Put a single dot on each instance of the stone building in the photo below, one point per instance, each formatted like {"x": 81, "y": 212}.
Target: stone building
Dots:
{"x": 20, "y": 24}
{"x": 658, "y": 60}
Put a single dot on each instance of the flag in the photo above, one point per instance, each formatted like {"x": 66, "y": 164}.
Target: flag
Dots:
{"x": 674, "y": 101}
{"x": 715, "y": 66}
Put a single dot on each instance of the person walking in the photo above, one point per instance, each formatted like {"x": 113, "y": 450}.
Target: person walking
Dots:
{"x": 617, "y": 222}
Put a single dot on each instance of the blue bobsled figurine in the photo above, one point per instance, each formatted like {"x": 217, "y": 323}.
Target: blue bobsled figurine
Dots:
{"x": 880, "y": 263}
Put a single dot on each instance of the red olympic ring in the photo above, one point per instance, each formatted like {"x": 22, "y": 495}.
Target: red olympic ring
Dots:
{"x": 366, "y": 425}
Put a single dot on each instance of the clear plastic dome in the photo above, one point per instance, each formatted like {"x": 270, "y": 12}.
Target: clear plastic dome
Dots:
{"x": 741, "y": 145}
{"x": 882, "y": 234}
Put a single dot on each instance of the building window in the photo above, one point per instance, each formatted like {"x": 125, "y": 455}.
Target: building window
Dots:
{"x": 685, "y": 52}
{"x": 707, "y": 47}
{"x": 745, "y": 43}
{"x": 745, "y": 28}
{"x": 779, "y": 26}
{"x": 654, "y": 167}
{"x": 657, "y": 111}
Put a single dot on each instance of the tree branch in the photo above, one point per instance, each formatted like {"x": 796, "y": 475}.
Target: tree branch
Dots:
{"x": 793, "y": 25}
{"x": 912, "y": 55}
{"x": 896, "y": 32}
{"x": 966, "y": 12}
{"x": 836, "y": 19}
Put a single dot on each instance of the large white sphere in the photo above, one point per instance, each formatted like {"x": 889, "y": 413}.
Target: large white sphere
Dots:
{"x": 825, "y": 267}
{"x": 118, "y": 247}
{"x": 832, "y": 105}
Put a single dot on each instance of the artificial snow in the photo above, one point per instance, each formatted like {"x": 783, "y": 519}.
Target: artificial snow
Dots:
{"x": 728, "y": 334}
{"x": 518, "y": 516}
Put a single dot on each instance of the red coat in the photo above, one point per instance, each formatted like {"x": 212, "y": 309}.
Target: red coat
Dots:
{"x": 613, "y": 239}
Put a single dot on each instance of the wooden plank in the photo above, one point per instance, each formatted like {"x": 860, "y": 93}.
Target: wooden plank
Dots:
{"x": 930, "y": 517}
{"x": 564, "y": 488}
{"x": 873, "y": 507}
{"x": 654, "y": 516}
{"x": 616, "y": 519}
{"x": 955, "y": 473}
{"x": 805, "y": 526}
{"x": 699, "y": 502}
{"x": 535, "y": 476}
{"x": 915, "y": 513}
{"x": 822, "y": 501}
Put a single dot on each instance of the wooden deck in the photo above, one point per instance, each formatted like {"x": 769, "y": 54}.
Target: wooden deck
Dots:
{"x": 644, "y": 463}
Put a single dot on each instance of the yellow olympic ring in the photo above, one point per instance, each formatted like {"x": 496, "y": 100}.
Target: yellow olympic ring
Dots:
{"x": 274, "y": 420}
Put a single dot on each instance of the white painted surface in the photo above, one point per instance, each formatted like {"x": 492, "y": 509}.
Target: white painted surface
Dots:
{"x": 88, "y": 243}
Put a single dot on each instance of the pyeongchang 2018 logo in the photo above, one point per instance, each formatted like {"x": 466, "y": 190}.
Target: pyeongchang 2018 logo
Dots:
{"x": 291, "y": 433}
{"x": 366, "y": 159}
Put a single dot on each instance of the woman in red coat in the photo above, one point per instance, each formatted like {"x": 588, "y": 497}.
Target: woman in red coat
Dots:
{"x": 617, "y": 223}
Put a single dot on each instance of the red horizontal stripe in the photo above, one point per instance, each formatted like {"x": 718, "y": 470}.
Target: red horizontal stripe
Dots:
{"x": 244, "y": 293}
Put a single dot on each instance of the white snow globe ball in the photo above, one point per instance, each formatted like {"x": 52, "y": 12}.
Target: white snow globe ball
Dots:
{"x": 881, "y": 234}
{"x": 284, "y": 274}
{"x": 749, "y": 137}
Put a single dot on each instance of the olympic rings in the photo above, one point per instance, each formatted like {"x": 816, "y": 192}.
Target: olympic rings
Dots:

__Aim__: Each line must be given again exactly as written above.

__Full solution__:
Put a single dot on each instance of the stone building in the photo below, one point per instance, each formatted like {"x": 81, "y": 212}.
Target: stone building
Dots:
{"x": 20, "y": 24}
{"x": 658, "y": 60}
Put a single dot on each instance of the flag in the photo above, one point per instance, each formatted like {"x": 66, "y": 164}.
Target: flag
Dots:
{"x": 674, "y": 101}
{"x": 715, "y": 66}
Put a single dot on each instance of the person walking in the photo above, one point per instance, each formatted like {"x": 113, "y": 450}.
Target: person walking
Dots:
{"x": 617, "y": 222}
Put a single dot on each instance of the blue bobsled figurine in the photo above, one point per instance, each formatted like {"x": 217, "y": 323}.
Target: blue bobsled figurine
Dots:
{"x": 880, "y": 263}
Put a single dot on each instance of the red olympic ring in the photo above, one point per instance, each formatted like {"x": 22, "y": 495}.
Target: red olympic ring
Dots:
{"x": 366, "y": 425}
Put a single dot on each instance of the clear plastic dome in the photo above, one point per instance, each formatted like {"x": 270, "y": 12}.
Target: clear plastic dome
Dots:
{"x": 741, "y": 145}
{"x": 882, "y": 234}
Put a single dot on each instance of the building window in the photo above, one point per instance, each formatted like {"x": 125, "y": 455}.
Target: building window
Dots:
{"x": 685, "y": 52}
{"x": 707, "y": 47}
{"x": 745, "y": 43}
{"x": 745, "y": 28}
{"x": 779, "y": 26}
{"x": 654, "y": 167}
{"x": 657, "y": 111}
Put a single dot on each instance of the tree branch in the photo above, one point per instance, each formatted like {"x": 796, "y": 475}.
Target: tree branch
Dots:
{"x": 793, "y": 25}
{"x": 912, "y": 55}
{"x": 896, "y": 32}
{"x": 966, "y": 12}
{"x": 836, "y": 19}
Put a single dot on each instance of the large white sphere in the photo above, one point per instance, each formatted like {"x": 889, "y": 413}.
Target: large white sphere
Dots:
{"x": 825, "y": 267}
{"x": 118, "y": 247}
{"x": 832, "y": 105}
Put a single dot on each instance of the artificial snow in the photo above, one point per instance, each formatted like {"x": 783, "y": 519}.
Target: artificial snow
Dots:
{"x": 728, "y": 334}
{"x": 518, "y": 516}
Put a single dot on each instance of the red coat in the photo above, one point per instance, each formatted like {"x": 212, "y": 309}.
Target: red coat
Dots:
{"x": 613, "y": 239}
Put a single dot on each instance of the wooden plank in the photo above, one point per instance, each formatted like {"x": 860, "y": 93}.
Target: wooden plank
Dots:
{"x": 930, "y": 517}
{"x": 564, "y": 488}
{"x": 873, "y": 507}
{"x": 654, "y": 516}
{"x": 616, "y": 519}
{"x": 955, "y": 473}
{"x": 805, "y": 526}
{"x": 699, "y": 502}
{"x": 535, "y": 476}
{"x": 915, "y": 513}
{"x": 822, "y": 501}
Put a single dot on each instance of the wooden deck in the photo above, one point per instance, each formatted like {"x": 769, "y": 54}.
Target: wooden deck
Dots:
{"x": 644, "y": 463}
Put a single dot on each instance of the yellow olympic ring in the photo above, one point per instance, each formatted like {"x": 496, "y": 100}.
Target: yellow olympic ring
Dots:
{"x": 274, "y": 420}
Put a single dot on each instance of the white painted surface in the photo above, one point per instance, each formatted like {"x": 492, "y": 509}.
Target: white painted surface
Dots:
{"x": 88, "y": 243}
Put a single dot on each instance of the pyeongchang 2018 logo in the photo above, one point per instance, each formatted like {"x": 466, "y": 190}.
Target: pyeongchang 2018 logo
Dots:
{"x": 291, "y": 433}
{"x": 366, "y": 159}
Put a single dot on each instance of the woman in red coat in the photo above, one point per instance, each formatted like {"x": 588, "y": 497}.
Target: woman in red coat
Dots:
{"x": 617, "y": 223}
Put a single dot on each instance of the red horizontal stripe in the photo above, one point per instance, each formatted like {"x": 718, "y": 470}.
Target: red horizontal stripe
Dots:
{"x": 244, "y": 293}
Put a single dot on each instance of the white snow globe ball in the photo above, one point per instance, each formatted like {"x": 52, "y": 12}.
Target: white snow globe ball
Dots:
{"x": 881, "y": 234}
{"x": 284, "y": 274}
{"x": 749, "y": 137}
Put a single dot on each instance of the olympic rings in the photo above, one point per instance, each formatted like {"x": 816, "y": 192}.
Target: olympic rings
Dots:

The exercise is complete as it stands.